→ **EXERCISE**
Output the data verbatim, with nothing added or dropped.
─── STORED DATA ───
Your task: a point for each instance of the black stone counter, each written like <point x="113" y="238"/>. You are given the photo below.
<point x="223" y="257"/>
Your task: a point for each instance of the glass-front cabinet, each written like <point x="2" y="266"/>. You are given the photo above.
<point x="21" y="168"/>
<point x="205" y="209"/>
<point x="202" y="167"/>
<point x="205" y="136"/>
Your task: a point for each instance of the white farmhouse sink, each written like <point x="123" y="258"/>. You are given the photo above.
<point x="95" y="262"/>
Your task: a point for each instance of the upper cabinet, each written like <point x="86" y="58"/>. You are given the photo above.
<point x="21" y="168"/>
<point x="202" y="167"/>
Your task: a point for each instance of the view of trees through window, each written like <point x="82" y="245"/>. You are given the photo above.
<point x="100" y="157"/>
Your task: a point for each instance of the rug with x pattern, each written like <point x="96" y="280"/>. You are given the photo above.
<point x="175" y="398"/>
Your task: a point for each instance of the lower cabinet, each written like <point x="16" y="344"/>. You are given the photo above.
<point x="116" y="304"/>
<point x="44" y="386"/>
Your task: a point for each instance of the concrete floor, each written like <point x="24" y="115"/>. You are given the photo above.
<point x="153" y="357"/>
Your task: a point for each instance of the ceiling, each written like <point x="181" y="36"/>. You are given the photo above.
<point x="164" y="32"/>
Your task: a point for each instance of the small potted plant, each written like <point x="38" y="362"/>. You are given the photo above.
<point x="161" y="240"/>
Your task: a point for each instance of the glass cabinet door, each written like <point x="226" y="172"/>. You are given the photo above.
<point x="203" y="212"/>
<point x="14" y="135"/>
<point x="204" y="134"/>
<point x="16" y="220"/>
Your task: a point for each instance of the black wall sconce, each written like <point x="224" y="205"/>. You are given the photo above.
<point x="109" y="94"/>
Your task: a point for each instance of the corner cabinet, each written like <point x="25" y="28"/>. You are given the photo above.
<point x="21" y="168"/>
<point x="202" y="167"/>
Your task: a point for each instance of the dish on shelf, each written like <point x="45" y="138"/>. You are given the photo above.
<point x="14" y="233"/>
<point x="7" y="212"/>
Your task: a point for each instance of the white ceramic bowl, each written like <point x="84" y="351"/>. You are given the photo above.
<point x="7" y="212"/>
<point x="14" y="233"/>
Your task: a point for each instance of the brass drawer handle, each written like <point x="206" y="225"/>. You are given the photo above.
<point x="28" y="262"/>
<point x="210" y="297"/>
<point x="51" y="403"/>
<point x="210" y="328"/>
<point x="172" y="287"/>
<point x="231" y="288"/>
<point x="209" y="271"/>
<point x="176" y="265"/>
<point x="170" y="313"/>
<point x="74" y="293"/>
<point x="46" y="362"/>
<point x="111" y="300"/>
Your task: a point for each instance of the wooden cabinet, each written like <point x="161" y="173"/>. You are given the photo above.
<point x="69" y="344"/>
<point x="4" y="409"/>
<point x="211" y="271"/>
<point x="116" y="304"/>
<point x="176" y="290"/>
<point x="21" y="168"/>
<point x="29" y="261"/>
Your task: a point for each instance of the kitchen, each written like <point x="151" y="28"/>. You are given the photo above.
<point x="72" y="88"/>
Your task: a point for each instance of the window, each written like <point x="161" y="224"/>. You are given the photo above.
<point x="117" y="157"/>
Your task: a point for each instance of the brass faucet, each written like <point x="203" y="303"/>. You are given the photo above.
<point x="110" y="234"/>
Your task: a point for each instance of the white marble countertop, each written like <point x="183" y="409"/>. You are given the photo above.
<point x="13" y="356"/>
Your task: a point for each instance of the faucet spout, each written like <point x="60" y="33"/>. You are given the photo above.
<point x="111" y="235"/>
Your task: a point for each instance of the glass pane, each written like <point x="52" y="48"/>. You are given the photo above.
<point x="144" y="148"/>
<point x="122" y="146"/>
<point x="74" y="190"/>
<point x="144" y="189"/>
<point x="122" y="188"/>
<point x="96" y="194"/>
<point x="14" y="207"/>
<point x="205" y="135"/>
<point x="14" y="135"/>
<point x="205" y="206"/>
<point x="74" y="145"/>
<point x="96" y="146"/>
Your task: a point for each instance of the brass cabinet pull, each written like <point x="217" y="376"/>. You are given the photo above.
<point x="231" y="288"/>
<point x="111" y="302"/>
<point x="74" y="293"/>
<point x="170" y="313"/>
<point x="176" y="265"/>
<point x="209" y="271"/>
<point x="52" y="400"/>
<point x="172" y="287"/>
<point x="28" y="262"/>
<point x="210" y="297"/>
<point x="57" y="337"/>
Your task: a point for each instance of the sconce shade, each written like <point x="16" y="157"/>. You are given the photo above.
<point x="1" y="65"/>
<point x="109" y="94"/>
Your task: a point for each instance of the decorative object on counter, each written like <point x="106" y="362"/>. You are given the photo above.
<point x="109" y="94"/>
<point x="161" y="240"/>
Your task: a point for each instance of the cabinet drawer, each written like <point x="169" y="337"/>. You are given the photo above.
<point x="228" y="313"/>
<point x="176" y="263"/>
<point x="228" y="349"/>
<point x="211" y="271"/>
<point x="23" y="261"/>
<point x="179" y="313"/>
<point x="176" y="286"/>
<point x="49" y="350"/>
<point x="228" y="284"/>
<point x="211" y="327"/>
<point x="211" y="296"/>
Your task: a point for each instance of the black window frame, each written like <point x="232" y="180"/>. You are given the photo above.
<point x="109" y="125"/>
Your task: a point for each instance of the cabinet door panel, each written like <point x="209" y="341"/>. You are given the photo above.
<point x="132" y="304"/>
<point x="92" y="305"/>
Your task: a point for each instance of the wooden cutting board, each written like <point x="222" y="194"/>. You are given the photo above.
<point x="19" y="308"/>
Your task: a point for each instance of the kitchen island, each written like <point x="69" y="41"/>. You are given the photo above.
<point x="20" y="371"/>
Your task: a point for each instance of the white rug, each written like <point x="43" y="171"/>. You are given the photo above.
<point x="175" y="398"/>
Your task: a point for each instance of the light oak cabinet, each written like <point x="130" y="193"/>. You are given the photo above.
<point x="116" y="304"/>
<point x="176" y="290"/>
───
→ **REPLY**
Your task: a point for each instance of the black stone counter, each written like <point x="113" y="238"/>. You are given the photo below.
<point x="223" y="257"/>
Your task: a point for each instance of the glass-front cabinet, each written like <point x="2" y="266"/>. You are given the photo above.
<point x="21" y="168"/>
<point x="205" y="209"/>
<point x="202" y="167"/>
<point x="205" y="136"/>
Your task: a point for each instance of the white farmhouse sink, each written like <point x="123" y="258"/>. You are given the photo above.
<point x="95" y="262"/>
Your task: a point for each instance of the upper cabinet, each written like <point x="86" y="58"/>. You are given the photo above.
<point x="21" y="168"/>
<point x="202" y="167"/>
Your task: a point for each instance of the view of trees through window, each written like <point x="82" y="245"/>. You are given the photo above.
<point x="100" y="157"/>
Your task: a point for each instance of the rug with x pattern, each written like <point x="96" y="280"/>. You are given the photo above.
<point x="175" y="398"/>
Your task: a point for each instance of the lower cabinet, each written like <point x="16" y="344"/>. You are given the photo above.
<point x="116" y="304"/>
<point x="44" y="386"/>
Your task: a point for each instance of the concrete floor, each written like <point x="24" y="115"/>. You are given the photo above.
<point x="153" y="357"/>
Your task: a point for each instance of the ceiling, each written like <point x="181" y="36"/>. You are given the photo above.
<point x="164" y="32"/>
Your task: a point for each instance of the small potted plant, each written like <point x="38" y="362"/>. You are given the photo above.
<point x="161" y="240"/>
Your task: a point for each instance of the glass cabinet door, each written like <point x="226" y="172"/>. You are given the photo above.
<point x="203" y="212"/>
<point x="14" y="135"/>
<point x="204" y="134"/>
<point x="16" y="220"/>
Your task: a point for each instance of the black wall sconce, each written like <point x="224" y="205"/>. You are given the photo above.
<point x="109" y="94"/>
Your task: a point for each instance of the corner cabinet, each written like <point x="25" y="28"/>. You are given the photo above.
<point x="21" y="168"/>
<point x="202" y="167"/>
Your task: a point for each instance of the dish on shelf, each written like <point x="45" y="138"/>. You are given the photo above.
<point x="14" y="233"/>
<point x="7" y="212"/>
Your task: a point for each instance of the white ceramic bowl, each written like <point x="84" y="351"/>. You are given the photo above.
<point x="7" y="212"/>
<point x="14" y="233"/>
Your task: a point for each instance of the brass drawer handle, each written like <point x="206" y="225"/>. You are given the photo above.
<point x="28" y="262"/>
<point x="210" y="297"/>
<point x="51" y="403"/>
<point x="210" y="328"/>
<point x="172" y="287"/>
<point x="231" y="288"/>
<point x="209" y="271"/>
<point x="176" y="265"/>
<point x="170" y="313"/>
<point x="74" y="293"/>
<point x="46" y="362"/>
<point x="111" y="300"/>
Your task: a point for each instance of the wooden cabinet, each written like <point x="161" y="173"/>. You are given the photo above.
<point x="69" y="344"/>
<point x="4" y="409"/>
<point x="211" y="271"/>
<point x="116" y="304"/>
<point x="176" y="290"/>
<point x="21" y="168"/>
<point x="29" y="261"/>
Your task: a point for each instance of the kitchen, each written like <point x="151" y="28"/>. You are given the photo above.
<point x="72" y="88"/>
Your task: a point for each instance of the window, each written like <point x="161" y="224"/>. You are given the photo above.
<point x="117" y="157"/>
Your task: a point for each instance of the brass faucet, each written like <point x="203" y="303"/>. You are given the photo above.
<point x="110" y="234"/>
Your task: a point for each instance of the white marble countertop, each written like <point x="183" y="409"/>. You are given the photo above.
<point x="13" y="356"/>
Your task: a point for each instance of the faucet spout, each written like <point x="60" y="33"/>. You are given the photo above.
<point x="111" y="235"/>
Your task: a point for each instance of the glass pane, each written like <point x="52" y="48"/>. You are given the photo above.
<point x="144" y="148"/>
<point x="122" y="146"/>
<point x="74" y="190"/>
<point x="144" y="189"/>
<point x="122" y="188"/>
<point x="96" y="194"/>
<point x="14" y="207"/>
<point x="205" y="135"/>
<point x="14" y="135"/>
<point x="205" y="206"/>
<point x="74" y="145"/>
<point x="96" y="146"/>
Your task: a point for each instance of the brass cabinet pull, each written like <point x="217" y="376"/>. You are given the photo above.
<point x="231" y="288"/>
<point x="111" y="302"/>
<point x="74" y="293"/>
<point x="170" y="313"/>
<point x="176" y="265"/>
<point x="209" y="271"/>
<point x="52" y="400"/>
<point x="172" y="287"/>
<point x="28" y="262"/>
<point x="210" y="297"/>
<point x="57" y="337"/>
Your task: a point for each instance of the sconce shade, each written like <point x="16" y="157"/>. You are given the photo above.
<point x="1" y="65"/>
<point x="109" y="94"/>
Your task: a point for each instance of the decorative object on counter, each written like <point x="106" y="362"/>. You are given the photo above.
<point x="109" y="94"/>
<point x="161" y="240"/>
Your task: a point for each instance of the cabinet drawer, each written like <point x="169" y="337"/>. You are given the photo above.
<point x="228" y="313"/>
<point x="176" y="263"/>
<point x="228" y="349"/>
<point x="211" y="271"/>
<point x="23" y="261"/>
<point x="179" y="313"/>
<point x="176" y="286"/>
<point x="49" y="350"/>
<point x="228" y="284"/>
<point x="211" y="327"/>
<point x="211" y="296"/>
Your task: a point for each instance of the black window frame, each written like <point x="232" y="180"/>. You are given the photo above.
<point x="109" y="125"/>
Your task: a point for each instance of the cabinet door panel, each written like <point x="209" y="341"/>. You are given the photo above.
<point x="132" y="304"/>
<point x="92" y="305"/>
Your task: a point for each instance of the wooden cutting board, each written like <point x="222" y="194"/>. You are given the photo above.
<point x="19" y="308"/>
Your task: a point for each instance of the kitchen island, each written like <point x="69" y="41"/>. You are given the photo above.
<point x="20" y="371"/>
Your task: a point for each instance of the white rug, each written like <point x="43" y="171"/>. You are given the photo above.
<point x="175" y="398"/>
Your task: a point for each instance of the light oak cabinet, each written like <point x="130" y="193"/>. You are given the photo above.
<point x="116" y="304"/>
<point x="176" y="290"/>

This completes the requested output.